---- GIVEN DATA

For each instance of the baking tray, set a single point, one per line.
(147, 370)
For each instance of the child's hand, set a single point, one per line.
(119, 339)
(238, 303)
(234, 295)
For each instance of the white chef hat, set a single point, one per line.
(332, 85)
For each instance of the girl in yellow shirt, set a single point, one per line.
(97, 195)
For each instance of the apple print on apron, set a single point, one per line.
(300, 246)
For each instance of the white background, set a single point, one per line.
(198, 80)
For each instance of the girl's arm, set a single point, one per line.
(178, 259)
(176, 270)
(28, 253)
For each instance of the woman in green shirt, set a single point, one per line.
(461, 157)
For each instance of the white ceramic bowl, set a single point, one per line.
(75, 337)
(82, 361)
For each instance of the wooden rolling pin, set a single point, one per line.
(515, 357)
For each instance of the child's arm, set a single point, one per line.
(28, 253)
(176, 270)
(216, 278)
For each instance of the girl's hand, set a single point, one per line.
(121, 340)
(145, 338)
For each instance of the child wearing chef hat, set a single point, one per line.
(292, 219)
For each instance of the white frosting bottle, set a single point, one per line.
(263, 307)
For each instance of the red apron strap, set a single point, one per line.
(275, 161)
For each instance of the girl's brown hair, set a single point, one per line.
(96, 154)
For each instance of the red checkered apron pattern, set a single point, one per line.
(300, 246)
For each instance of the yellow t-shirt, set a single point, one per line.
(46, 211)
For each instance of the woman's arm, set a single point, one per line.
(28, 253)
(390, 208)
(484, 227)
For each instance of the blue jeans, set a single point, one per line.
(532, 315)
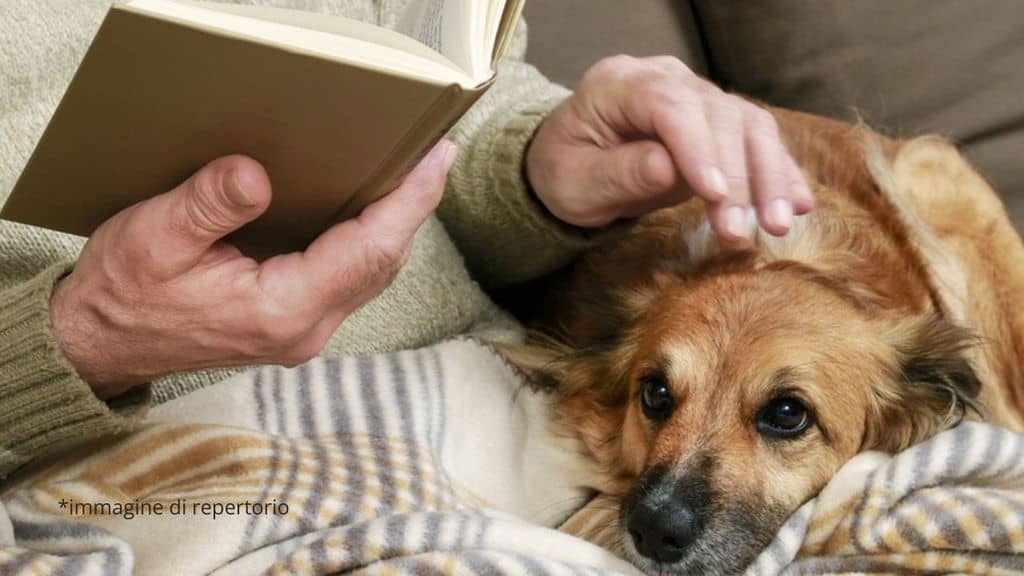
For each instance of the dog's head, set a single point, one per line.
(720, 404)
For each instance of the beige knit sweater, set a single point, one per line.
(501, 232)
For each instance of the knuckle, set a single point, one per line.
(384, 256)
(276, 329)
(762, 122)
(671, 65)
(205, 210)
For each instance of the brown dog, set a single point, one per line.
(722, 387)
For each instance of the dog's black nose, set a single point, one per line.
(663, 532)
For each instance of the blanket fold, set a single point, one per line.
(442, 461)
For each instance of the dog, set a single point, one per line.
(719, 387)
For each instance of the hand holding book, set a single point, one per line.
(337, 111)
(158, 291)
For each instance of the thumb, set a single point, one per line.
(371, 248)
(220, 198)
(632, 175)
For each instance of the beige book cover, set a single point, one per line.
(159, 95)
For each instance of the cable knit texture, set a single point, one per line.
(506, 236)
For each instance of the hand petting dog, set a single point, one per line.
(645, 133)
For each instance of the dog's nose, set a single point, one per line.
(664, 532)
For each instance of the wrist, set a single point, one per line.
(77, 328)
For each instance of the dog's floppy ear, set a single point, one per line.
(932, 387)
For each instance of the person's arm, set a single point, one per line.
(542, 167)
(505, 234)
(44, 404)
(156, 292)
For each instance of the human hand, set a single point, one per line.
(645, 133)
(156, 290)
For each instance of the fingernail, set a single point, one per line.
(735, 221)
(780, 213)
(715, 181)
(235, 192)
(451, 154)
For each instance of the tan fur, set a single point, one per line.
(884, 311)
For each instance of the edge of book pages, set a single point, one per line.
(332, 37)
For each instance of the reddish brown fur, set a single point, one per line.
(847, 316)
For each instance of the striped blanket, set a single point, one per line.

--------

▶ _TO DO_:
In transcribing the listing, keep each word as it is and drop the pictures.

▶ _ANSWER AREA_:
For each instance of the baking tray, set a single point, one per line.
(147, 370)
For each instance of the child's hand, set a single point, one per line.
(119, 339)
(238, 303)
(234, 295)
For each instance of the white chef hat, set a single point, one per line.
(332, 85)
For each instance of the girl in yellow shirt, set a single point, one per line.
(97, 195)
For each instance of the apple print on apron, set a single point, one per line.
(300, 246)
For each instance of the white background, set a single point, one per line.
(198, 80)
For each instance of the girl's arm, set a single point, one per line.
(178, 259)
(176, 270)
(28, 253)
For each instance of the woman in green shirt, set a single point, one per line.
(461, 157)
For each instance of the white ceramic bowl, set a single point, one per line.
(75, 337)
(82, 361)
For each instance of the wooden rolling pin, set a single point, one per line.
(515, 357)
For each instance of the child's arm, set a single point, one per line.
(28, 253)
(176, 270)
(216, 278)
For each instance of the girl's hand, set a single point, one per line.
(121, 340)
(145, 338)
For each instance of the child wearing chef hat, set a single point, one per line.
(292, 219)
For each instance of the white frosting bottle, set a single point, one per line.
(263, 307)
For each instance of the red apron strap, set a single point, one per line.
(275, 161)
For each instance of the girl's brown hair, set a single point, one per line.
(96, 154)
For each instance of the red checkered apron pattern, set a single point, one per line.
(300, 246)
For each instance of the yellow t-shirt, set a single point, one per line.
(46, 211)
For each instance of the woman's arm, set a single point, one per line.
(28, 253)
(390, 208)
(484, 227)
For each instance of the blue jeans, set a single point, one per line.
(532, 315)
For each instance of the dog's head, set a single point, one per line.
(720, 404)
For each instance of the beige knit sweater, set a single point, one per line.
(501, 232)
For each instance of the knuckle, set a single point, one per line.
(384, 256)
(276, 329)
(762, 122)
(671, 65)
(205, 210)
For each instance of the brown dog, set a single point, one per line.
(722, 387)
For each instance of the dog's black nose, set a single point, one per line.
(663, 532)
For each instance of the blanket fold, set a single point, one per line.
(442, 461)
For each instance of the dog, set a single point, one per line.
(719, 387)
For each instance of the hand holding book, set a single point, one per line.
(337, 111)
(158, 291)
For each instance of the thumb, set a single point, one per line.
(371, 248)
(220, 198)
(632, 175)
For each instance of the beige book cover, set a single point, one per line.
(159, 95)
For each instance of the cable knit texture, set a single point, one per line.
(506, 236)
For each instance of the hand petting dog, set a single point, one per line.
(645, 133)
For each instance of the dog's nose, set a single point, one per line.
(664, 532)
For each instance of the wrist, set a single point, one per line.
(77, 328)
For each instance of the dog's floppy ear, set a single point, one per line.
(932, 387)
For each instance of the person's arm, set a single point, one per line.
(542, 167)
(505, 234)
(44, 404)
(156, 292)
For each instance of the human hand, set a single point, one per line.
(645, 133)
(156, 290)
For each instance of the fingernail, set a single point, one per line.
(735, 221)
(780, 213)
(715, 181)
(235, 192)
(451, 154)
For each instance of the tan fur, set a single point, one per line.
(884, 311)
For each instance of the edge of book pages, set a single point, one per line.
(332, 37)
For each instance of the reddish brown fur, set a single point, one per line.
(847, 316)
For each instance of the striped blanket, set a single point, one per line.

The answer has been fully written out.